Transcribe the lines exactly, beginning with the one that contains "Expected behaviour: for every instance of the red" and ending with the final line of the records. Do not transcribe pictures.
-- Start of Input material --
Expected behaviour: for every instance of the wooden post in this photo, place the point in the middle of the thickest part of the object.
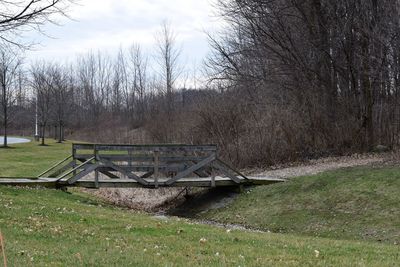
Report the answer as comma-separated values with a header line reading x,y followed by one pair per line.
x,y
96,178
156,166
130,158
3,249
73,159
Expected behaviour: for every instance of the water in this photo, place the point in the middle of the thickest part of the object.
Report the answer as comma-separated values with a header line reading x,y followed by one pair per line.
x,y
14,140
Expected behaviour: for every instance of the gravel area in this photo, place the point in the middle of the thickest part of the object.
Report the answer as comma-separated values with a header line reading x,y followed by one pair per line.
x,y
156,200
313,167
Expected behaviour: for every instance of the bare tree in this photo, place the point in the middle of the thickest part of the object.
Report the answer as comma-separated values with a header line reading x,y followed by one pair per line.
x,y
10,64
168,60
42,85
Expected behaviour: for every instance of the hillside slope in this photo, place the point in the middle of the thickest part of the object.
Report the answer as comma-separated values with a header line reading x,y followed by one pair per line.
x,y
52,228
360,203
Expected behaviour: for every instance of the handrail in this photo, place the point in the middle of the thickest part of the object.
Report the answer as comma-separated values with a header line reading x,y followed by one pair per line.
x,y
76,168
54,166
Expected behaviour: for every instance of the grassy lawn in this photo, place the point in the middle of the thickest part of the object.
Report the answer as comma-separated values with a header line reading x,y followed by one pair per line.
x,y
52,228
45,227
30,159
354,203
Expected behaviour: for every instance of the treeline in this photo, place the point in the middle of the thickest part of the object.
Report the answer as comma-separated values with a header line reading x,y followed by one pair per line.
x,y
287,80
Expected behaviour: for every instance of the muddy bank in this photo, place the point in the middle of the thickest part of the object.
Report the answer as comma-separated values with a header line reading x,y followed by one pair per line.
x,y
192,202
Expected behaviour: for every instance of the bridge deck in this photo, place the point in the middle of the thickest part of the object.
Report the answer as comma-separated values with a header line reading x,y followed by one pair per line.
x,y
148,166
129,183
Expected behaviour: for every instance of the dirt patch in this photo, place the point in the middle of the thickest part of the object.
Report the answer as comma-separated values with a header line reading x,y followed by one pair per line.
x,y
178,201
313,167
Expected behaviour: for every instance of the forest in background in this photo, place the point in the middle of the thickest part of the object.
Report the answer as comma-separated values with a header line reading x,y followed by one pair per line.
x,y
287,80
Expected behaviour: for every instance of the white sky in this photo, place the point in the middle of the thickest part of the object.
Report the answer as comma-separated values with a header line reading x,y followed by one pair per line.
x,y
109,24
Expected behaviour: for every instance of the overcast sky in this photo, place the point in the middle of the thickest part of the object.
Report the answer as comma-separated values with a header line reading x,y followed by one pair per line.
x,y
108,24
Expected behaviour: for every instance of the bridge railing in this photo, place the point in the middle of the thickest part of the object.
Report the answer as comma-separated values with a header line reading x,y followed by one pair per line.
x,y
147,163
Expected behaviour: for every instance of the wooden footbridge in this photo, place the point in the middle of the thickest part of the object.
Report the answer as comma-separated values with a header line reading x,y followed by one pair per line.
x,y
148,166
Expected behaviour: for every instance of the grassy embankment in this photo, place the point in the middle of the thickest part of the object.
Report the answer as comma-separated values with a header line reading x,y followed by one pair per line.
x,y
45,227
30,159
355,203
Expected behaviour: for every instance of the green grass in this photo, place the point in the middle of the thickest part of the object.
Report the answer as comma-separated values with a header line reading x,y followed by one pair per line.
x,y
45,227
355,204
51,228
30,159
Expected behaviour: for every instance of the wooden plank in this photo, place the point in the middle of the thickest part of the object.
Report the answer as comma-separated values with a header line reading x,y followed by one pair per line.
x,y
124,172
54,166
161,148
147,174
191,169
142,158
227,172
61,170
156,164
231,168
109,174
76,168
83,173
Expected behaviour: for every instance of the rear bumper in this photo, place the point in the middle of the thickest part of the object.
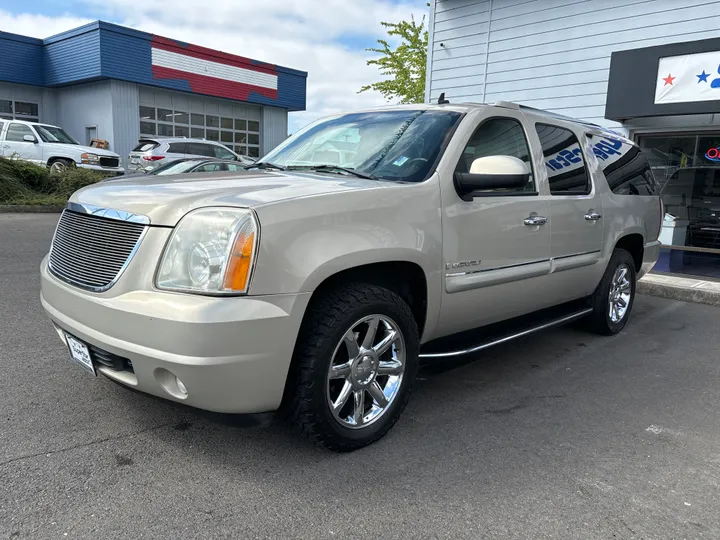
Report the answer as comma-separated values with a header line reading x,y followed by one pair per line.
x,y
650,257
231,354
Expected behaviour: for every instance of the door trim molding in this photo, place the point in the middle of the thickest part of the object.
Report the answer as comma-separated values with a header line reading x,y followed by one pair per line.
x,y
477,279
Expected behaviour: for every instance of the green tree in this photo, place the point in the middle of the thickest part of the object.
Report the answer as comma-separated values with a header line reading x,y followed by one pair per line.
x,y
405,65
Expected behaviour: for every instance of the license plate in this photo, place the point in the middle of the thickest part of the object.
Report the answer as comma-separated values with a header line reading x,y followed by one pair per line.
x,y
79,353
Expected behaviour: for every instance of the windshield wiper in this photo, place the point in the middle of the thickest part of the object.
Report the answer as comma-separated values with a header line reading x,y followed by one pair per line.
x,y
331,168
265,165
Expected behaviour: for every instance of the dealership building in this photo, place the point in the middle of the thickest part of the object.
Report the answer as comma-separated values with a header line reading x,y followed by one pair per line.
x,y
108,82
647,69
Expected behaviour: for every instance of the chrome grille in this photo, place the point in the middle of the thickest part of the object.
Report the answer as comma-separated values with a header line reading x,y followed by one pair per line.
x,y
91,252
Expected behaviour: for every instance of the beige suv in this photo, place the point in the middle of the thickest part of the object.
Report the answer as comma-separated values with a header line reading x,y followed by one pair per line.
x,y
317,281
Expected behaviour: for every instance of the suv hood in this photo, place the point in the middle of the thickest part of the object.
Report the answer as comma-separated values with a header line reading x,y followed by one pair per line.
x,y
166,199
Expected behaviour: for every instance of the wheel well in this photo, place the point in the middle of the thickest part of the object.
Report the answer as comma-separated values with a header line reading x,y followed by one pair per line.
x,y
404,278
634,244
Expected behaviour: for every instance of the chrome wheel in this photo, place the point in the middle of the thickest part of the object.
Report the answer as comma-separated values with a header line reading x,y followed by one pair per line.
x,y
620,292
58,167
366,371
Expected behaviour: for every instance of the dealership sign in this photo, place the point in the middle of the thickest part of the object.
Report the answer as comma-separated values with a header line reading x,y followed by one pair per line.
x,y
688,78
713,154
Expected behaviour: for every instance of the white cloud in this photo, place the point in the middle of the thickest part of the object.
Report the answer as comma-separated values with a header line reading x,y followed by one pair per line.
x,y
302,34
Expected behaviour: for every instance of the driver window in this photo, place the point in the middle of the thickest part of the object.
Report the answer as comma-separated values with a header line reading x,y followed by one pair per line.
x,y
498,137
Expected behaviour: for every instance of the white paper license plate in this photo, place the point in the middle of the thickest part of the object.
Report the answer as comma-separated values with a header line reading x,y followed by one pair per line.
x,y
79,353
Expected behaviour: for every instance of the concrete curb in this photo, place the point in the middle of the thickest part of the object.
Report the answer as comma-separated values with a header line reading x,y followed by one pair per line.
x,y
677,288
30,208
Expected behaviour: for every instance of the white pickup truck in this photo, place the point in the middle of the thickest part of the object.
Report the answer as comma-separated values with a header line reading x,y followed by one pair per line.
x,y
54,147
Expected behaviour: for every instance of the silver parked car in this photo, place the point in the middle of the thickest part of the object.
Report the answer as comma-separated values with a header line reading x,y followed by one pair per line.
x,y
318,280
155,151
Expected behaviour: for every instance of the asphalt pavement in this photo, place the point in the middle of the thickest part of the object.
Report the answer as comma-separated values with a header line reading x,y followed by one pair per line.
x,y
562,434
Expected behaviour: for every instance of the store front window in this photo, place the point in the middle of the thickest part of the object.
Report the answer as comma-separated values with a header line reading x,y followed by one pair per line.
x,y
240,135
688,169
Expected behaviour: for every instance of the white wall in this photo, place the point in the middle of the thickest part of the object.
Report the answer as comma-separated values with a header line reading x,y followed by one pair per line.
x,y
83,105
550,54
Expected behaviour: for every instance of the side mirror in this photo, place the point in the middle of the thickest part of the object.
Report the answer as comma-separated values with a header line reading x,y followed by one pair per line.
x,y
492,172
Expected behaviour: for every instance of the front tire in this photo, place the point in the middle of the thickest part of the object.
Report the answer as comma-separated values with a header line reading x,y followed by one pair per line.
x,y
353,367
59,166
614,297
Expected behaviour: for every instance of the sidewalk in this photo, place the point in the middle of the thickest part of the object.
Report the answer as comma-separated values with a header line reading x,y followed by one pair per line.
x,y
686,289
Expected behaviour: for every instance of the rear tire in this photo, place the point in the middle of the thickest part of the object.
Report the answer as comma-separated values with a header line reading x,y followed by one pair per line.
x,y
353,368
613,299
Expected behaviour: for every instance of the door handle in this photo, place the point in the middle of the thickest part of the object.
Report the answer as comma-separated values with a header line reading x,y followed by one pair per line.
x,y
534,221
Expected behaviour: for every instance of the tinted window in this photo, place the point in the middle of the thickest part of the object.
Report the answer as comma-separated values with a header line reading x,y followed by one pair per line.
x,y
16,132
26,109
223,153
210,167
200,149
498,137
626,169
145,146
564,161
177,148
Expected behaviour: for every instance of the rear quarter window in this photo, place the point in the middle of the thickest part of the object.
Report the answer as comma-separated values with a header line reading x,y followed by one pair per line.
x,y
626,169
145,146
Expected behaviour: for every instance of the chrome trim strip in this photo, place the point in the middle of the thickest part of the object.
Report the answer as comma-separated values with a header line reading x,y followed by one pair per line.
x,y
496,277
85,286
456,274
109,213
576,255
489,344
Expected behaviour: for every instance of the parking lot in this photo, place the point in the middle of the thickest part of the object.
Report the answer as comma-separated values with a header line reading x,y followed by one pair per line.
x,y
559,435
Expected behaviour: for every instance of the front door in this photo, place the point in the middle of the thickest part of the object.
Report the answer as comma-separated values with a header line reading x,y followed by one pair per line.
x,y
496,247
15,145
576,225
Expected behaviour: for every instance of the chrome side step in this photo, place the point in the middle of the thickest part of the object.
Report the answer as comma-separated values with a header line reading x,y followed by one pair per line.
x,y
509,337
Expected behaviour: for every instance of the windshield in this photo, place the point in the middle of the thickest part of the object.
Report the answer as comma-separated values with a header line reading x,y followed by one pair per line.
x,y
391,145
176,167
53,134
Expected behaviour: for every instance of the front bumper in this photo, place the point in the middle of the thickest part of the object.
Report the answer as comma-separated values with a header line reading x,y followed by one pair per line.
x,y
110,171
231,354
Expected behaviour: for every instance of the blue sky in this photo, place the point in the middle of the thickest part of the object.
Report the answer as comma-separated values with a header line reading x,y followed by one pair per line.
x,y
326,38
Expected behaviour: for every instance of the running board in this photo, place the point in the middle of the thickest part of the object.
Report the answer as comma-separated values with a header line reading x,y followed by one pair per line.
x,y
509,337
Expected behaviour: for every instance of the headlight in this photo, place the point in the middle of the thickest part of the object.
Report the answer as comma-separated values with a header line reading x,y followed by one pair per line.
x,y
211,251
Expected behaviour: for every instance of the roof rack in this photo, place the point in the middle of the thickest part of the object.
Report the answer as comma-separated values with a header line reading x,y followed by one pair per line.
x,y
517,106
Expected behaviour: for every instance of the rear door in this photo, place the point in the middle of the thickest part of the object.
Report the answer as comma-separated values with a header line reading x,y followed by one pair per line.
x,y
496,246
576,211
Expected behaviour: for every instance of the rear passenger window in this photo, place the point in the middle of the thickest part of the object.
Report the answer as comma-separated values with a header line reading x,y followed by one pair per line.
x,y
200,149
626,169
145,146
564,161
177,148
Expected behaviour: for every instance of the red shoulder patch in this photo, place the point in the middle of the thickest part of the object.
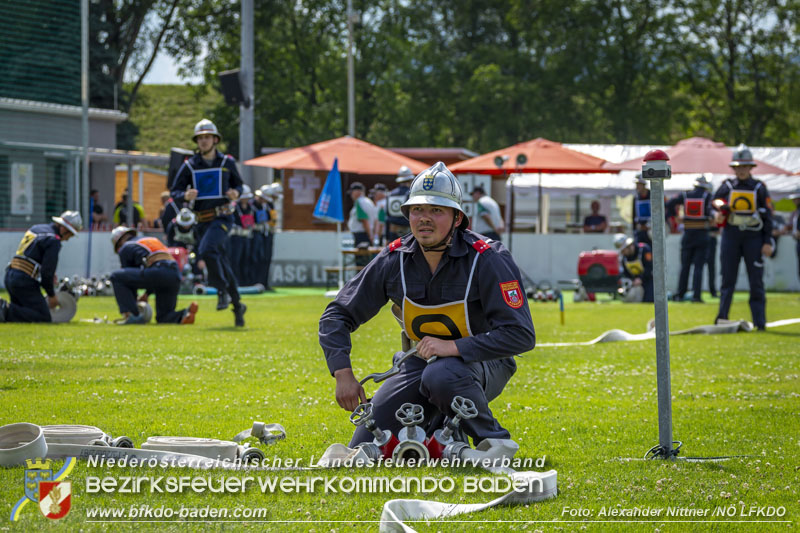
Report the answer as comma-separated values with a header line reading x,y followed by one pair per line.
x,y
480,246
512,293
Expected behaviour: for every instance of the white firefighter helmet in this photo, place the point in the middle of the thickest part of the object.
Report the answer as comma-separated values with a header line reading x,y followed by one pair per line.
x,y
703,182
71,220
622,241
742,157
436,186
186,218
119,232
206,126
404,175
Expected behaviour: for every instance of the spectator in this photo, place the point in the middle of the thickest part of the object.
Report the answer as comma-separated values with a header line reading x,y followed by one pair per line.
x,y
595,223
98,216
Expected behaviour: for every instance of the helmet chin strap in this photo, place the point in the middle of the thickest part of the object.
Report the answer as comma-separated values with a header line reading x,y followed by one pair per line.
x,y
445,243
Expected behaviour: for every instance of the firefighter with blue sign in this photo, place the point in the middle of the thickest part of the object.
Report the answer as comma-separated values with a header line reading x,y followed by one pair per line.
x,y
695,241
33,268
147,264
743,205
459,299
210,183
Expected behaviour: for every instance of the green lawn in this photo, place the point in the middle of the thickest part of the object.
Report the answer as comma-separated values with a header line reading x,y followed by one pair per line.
-- End of Input material --
Answer to this exercise:
Expected behaviour: for every instance of the red shoulder patch in this photo, place the point in the middle of the thickest part of the object.
Report the answer as comma-separated values with a header line reading x,y followed by one pair per line.
x,y
480,246
512,293
Expected behaviour: for every instance of the white firefighter helmet in this photo, place the point in the middle of the thickest part of the object.
Report the answer as comma-separated values with a header line reading x,y followed by one pair per line.
x,y
703,182
71,220
622,241
742,157
436,186
186,218
119,232
206,126
404,175
Expected behaviour: for every instance of the spectator in this photo, place the point in the middle of the thickest part of the object.
Report the answer as comma-separated values with a header line reading x,y followed by one pair per line.
x,y
595,223
98,216
Expected behaviour: for every instance of the helmet chin strap in this photo, place the point in the middle of the thickest part of the object.
Report the answer as comma-separated values with a header line reading x,y followed by one pair per line.
x,y
445,243
Expected behaviour: for every instance of the firefighter with blue sign in this photo, place the point in the middle of the thickest part of the object.
Report the answer as comma-separated values with a header line reading x,y followed by one pair per line.
x,y
695,241
33,268
147,264
743,205
459,299
210,183
Expected behaviour: for every instance of the green lawn in this photo, place the point in the middle of the thickest part of the object.
Report the answer as comma-separated values with a header line reading x,y followed by one pair per line.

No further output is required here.